When I say life is illogical, I mean it is not nameable. Try to understand what I mean. I mean it is not nameable. You cannot pinpoint it. Call it supra-logical and you have pinpointed it, you have pinned it down. Now it is no longer a live butterfly; it is a pinned butterfly in an album, dead. You have transformed its quality completely, you have destroyed it.
When I say illogical I mean unnameable, I mean no word will be able to express it.
Lao Tzu says: “Truth cannot be said.” The moment you say it, it becomes untrue. This is what I mean by calling reality illogical, irrational. It is beyond the comprehension of mind. Call it supra-logical, and you feel at ease; then you are no longer afraid of it. You have the feeling that you know about it.
Absence of knowledge creates deep insecurity. There is still something which we don’t know. It has to be known! Maybe there is danger. Have you not felt it when you meet a stranger? The immediate curiosity is who he is: what name, what religion, what country? Immediately you start inquiring. Just within four, five questions you have pinned the man down – he is a Hindu, an Indian, works as a clerk in an office. “How much salary?” In India they even ask that, and they even ask how much you get on the side. Nobody feels any insult; nobody feels, “What is being asked?” People say, “Answer!”
Once you have known the financial position, the status, the name, the religion, the caste, you relax. So you can relax, you know this man. You have known this type of man before. But can any man be pinned down like that? No two men are alike. Each individual is only like himself. By calling him a Hindu you are just misinterpreting the whole thing. You may have known other Hindus, but they were other Hindus, and this Hindu is a totally different phenomenon. You cannot understand him by understanding other Hindus. You may have known other clerks, but this is a totally different man.

#####

* Task 1 *
Return the passage from the text on life being illogical and unnameable, from "When I say illogical" to "know about it.".
* Task 2 *
Supply the next part of the text on life being illogical and unnameable, continuing from its last sentence.

#####

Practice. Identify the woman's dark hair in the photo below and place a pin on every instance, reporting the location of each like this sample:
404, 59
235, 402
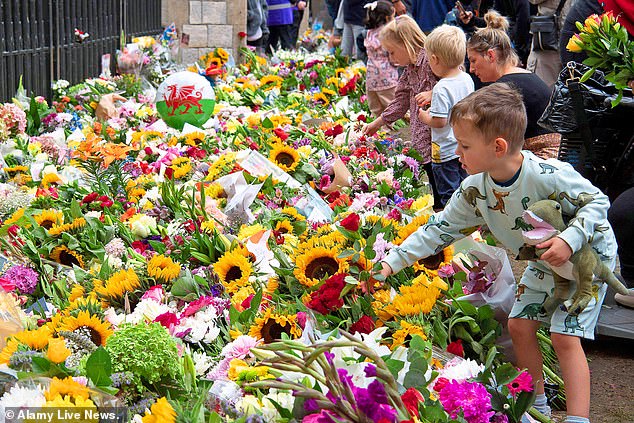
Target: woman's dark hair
378, 15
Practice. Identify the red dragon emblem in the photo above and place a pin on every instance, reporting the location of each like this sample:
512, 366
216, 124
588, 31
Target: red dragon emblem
186, 95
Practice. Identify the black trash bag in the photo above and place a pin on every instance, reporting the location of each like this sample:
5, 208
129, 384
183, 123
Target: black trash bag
598, 93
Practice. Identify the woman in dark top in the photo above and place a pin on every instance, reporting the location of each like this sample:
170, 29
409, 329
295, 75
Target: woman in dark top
493, 59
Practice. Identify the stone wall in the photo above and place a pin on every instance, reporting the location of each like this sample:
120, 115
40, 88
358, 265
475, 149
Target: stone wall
208, 23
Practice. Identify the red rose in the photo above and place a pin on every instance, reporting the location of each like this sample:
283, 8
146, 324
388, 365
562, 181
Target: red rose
351, 222
456, 348
326, 298
363, 325
279, 132
411, 398
441, 382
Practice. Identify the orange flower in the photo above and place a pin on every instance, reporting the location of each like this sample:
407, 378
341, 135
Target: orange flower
111, 152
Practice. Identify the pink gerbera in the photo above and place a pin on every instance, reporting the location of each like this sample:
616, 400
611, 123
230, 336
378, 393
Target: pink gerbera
522, 383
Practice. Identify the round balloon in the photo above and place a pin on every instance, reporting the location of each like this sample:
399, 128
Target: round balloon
185, 97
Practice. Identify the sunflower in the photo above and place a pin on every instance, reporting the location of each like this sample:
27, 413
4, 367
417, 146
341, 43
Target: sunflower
405, 333
233, 270
410, 228
64, 387
49, 218
64, 255
271, 326
163, 268
317, 264
432, 263
118, 284
76, 224
412, 301
36, 339
287, 158
97, 330
284, 227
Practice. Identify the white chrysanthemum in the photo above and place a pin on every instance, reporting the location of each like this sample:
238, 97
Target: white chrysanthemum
460, 369
20, 397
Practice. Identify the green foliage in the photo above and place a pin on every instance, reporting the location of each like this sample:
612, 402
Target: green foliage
145, 350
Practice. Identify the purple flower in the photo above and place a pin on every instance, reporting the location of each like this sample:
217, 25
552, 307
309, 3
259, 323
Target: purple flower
24, 278
469, 398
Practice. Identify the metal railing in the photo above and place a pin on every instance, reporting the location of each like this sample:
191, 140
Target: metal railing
38, 43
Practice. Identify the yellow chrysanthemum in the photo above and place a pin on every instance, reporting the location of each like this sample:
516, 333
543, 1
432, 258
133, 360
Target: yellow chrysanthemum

#####

* Exercise response 1 *
When I say illogical I mean unnameable, I mean no word will be able to express it.
Lao Tzu says: “Truth cannot be said.” The moment you say it, it becomes untrue. This is what I mean by calling reality illogical, irrational. It is beyond the comprehension of mind. Call it supra-logical, and you feel at ease; then you are no longer afraid of it. You have the feeling that you know about it.

* Exercise response 2 *
There is no way of understanding him through these queries. If you really want to understand a man, you will have to go deep down into this man’s mystery – and that is illogical. You will have to go into love. That’s what I mean when I say illogical.
You say, “It has been my experience that it is not so much that the religious experience is illogical as it is supra-logical.” You have not experienced religion yet. You don’t know what you are talking about. You may have felt a few emotions, very elevated, but that is not religion. Any experience as such is not religion – religion is not an experience. Try to see the point. Religion is not an experience because there is no experiencer left; it is a dissolution. One disappears into it. One cannot experience it. One is not found. One simply dissolves, just like a drop of water falls into the ocean and disappears into the ocean. Is this an experience? It is death, it is disappearance. And yet the drop has become the ocean itself.
When a man disappears into existence like a drop disappearing in the ocean, this is religious experience, but can you call it experience? The experiencer is no longer there. The subjectivity is no longer there; there is no object to it. Our ordinary experiences are divided into three things: the knower, the known and the knowledge. The religious experience is a unique phenomenon. There is nothing known, there is no knower, there is only knowing. The knower has gone, the known has disappeared, there is only knowing. The lover is no longer there, the beloved is no longer there, there is only loving. It can’t be called an experience ordinarily. If you want to call it “experience,” put it in inverted commas.
You say: “It has been my experience that it is not so much that the religious experience is illogical as it is supra-logical.” Then whatsoever you have experienced is a mind phenomenon. Your mind can comprehend it. Then you can make it supra-logical!
For example, if you feel a certain energy arising in your spine, this is supra-logical. In fact, I will not even call it supra-logical – this is just logical. There is no need to bring that supra, that big word. It is all experience, a physical, tangible experience. Or you see light deep down in your third-eye center, great light arises – this is an experience. And this you can call supra-logical because it is not an ordinary experience. But this is not religion.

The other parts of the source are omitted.